## Goal
Update the records below by replacing every "lamp post" with "street light" and leaving everything else unchanged. Leave the pictures out of your answer.

═══ Dataset excerpts ═══

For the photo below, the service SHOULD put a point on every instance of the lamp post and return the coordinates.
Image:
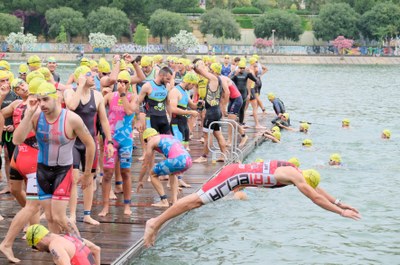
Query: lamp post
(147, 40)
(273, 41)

═══

## Result of this task
For the photo below, the service SHOULD put a point on every instance of the street light and return the coordinates.
Image:
Query: street light
(147, 40)
(273, 41)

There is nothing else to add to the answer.